Aim> List every line of the entries below that contains the word "wall".
··· Dataset excerpts
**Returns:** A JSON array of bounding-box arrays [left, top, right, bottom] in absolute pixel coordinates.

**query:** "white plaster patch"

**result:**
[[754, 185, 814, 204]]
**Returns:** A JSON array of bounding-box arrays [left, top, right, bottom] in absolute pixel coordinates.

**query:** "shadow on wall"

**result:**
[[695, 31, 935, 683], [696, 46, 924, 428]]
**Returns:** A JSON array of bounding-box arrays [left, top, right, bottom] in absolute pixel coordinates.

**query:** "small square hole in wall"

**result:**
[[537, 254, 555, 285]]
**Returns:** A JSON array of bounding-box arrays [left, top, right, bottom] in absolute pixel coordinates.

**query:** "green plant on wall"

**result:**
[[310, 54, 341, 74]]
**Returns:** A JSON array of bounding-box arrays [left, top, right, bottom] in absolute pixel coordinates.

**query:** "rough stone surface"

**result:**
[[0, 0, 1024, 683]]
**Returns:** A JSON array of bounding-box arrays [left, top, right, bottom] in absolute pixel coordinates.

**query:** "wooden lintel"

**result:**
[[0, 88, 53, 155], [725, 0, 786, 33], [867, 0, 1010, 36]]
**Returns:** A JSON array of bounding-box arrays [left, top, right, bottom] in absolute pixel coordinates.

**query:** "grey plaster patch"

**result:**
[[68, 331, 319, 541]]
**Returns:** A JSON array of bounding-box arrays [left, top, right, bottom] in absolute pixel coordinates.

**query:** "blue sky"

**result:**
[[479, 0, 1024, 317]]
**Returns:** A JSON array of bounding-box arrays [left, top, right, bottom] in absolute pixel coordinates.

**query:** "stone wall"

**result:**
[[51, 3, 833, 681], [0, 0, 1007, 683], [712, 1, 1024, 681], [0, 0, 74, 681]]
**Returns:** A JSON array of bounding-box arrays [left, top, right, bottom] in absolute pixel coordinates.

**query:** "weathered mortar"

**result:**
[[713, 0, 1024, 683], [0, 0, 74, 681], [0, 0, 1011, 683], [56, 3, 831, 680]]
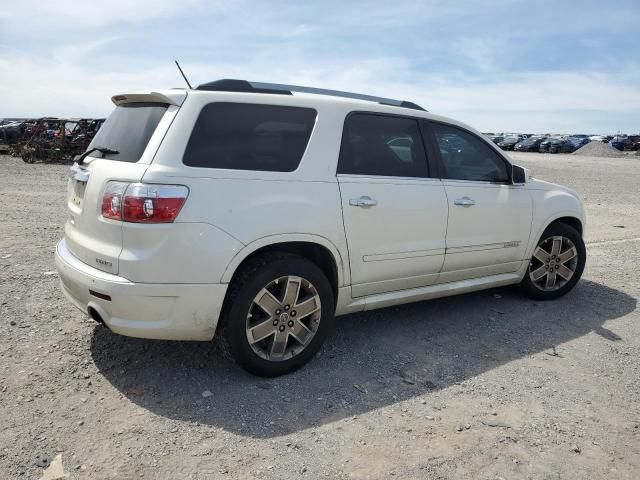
······
Task result>
**query:** "shadow on wall"
**query:** "small square hole in wall"
**query:** "green plant on wall"
**query:** "stone wall"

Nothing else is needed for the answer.